The figure of the rock from which living water gushed forth introduces us to a new and equally essential perspective. St. Paul makes this also a figure of baptism: "Our fathers, .all drank the same spiritual drink (for they drank from the spiritual rock which followed them, but the rock was Christ)."[11] In the Old Testament the outpouring of living water, united with the effusion of the Spirit, is a promise for the end of time, and the texts of Ezechiel and Isaias referring to this are part of our present liturgy of baptism. Now it is very probable, as Lampe has shown[12] that the baptism of St. John referred to this prophecy, for he also connected water and the Spirit. His baptism signified the fact that the eschatological times of the outpouring of the Spirit had now come. (And we know how dear was this theme to the community at Qumran.) But John baptized only in water. It is Christ who gives water and the Spirit.

--

* What is asked *
- a) In the passage on the rock and baptism, who does St. Paul say the rock was?
- b) Carry on the passage about the rock and baptism from its last sentence.

* Data section *
--

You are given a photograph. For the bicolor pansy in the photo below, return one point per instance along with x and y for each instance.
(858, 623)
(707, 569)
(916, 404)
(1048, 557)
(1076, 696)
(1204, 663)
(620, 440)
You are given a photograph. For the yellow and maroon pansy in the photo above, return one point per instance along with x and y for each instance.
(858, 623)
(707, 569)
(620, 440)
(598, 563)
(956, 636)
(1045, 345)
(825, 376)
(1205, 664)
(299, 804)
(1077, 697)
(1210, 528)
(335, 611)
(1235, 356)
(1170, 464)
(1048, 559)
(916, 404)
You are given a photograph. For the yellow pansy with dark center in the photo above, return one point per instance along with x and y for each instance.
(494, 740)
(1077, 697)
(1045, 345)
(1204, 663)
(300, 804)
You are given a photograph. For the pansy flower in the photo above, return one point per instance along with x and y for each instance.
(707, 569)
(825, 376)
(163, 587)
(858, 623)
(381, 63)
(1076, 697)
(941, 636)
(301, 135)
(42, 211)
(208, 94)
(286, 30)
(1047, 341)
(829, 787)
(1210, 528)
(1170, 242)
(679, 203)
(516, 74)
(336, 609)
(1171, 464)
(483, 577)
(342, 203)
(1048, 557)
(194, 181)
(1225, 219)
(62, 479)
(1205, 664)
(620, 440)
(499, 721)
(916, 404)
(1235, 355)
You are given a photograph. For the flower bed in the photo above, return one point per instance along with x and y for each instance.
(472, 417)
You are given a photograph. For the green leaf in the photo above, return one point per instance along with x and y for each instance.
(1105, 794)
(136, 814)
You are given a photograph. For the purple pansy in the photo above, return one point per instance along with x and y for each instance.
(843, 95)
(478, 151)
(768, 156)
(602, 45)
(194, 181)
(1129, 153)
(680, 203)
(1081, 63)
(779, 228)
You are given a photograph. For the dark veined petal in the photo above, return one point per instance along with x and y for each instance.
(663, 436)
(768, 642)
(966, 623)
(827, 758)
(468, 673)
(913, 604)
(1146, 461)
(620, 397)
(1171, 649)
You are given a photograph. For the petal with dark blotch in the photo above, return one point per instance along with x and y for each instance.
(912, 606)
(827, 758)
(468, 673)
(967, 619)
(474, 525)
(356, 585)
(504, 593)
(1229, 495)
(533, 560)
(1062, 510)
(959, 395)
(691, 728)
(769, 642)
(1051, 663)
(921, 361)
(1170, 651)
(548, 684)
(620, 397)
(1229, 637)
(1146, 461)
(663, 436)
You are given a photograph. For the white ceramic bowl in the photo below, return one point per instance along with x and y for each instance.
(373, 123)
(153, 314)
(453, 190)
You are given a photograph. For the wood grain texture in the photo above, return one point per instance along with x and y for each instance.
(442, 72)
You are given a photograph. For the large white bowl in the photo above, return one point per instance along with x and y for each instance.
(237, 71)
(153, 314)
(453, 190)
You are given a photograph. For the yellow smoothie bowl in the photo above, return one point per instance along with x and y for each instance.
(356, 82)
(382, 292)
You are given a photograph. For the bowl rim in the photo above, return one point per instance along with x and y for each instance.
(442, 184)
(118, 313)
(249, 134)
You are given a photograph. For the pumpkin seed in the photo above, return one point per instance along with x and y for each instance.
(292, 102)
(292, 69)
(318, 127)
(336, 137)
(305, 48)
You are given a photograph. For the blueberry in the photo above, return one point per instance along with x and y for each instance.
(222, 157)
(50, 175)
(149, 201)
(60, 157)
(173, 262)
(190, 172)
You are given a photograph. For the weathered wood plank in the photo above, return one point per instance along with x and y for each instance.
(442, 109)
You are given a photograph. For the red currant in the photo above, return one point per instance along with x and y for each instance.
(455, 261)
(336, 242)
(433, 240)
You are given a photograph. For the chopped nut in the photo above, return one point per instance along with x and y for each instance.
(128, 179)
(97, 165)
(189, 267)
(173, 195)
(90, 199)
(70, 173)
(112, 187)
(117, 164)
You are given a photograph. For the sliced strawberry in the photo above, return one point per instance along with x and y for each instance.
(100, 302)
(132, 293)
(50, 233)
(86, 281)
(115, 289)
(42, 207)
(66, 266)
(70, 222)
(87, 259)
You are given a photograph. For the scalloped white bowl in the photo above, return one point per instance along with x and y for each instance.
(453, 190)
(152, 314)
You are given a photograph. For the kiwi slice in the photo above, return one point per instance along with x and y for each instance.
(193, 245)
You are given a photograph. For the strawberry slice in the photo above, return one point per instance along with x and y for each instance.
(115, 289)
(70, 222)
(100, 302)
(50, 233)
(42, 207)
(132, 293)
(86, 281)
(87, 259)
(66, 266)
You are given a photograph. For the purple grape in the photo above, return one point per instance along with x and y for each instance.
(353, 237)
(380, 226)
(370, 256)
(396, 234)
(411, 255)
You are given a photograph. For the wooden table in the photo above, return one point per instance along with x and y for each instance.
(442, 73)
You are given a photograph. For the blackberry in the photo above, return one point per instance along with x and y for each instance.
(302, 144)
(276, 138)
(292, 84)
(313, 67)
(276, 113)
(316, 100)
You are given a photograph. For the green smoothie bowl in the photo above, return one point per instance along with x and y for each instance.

--

* Solved tasks *
- a) Christ.

- b)
Christ said this same thing of Himself: "If anyone thirst, let him come to Me and drink. He who believes in Me, as the Scripture says, 'From within him shall flow rivers of living water.' He said this, however, of the Spirit whom they who believed in Him were to receive; for the Spirit had not yet been given" (John 7:37-39). We may, with Cullmann, discover an announcement of baptism in the texts of John concerning living water, that of the Samaritan woman in particular.[13] And certainly we must, with him and with the whole of tradition, recognize in the water and blood flowing from the side of Christ the image of water united with the Spirit, for the blood is the figure of the Spirit. And so Christ crucified is the eschatological Rock from whose pure side flows the water that refreshes us for everlasting life, the baptism that gives the Spirit.
We should notice in this connection that the gift of the Spirit is essentially connected with the outpouring of water. In the third century we find a tendency to distinguish the rite of water, which purifies, from another rite, the anointing or imposition of hands, which gives the Spirit. Gregory Dix makes use of these texts to distinguish within Christian initiation a sacrament of the Spirit, distinct from baptism, which would be confirmation. But this is contrary to primitive tradition and to tradition as a whole. It is the water, and it alone, that gives the Holy Spirit. The accompanying rites are illustrative only. Confirmation is a different sacrament, connected with spiritual growth and with participation in the ministry.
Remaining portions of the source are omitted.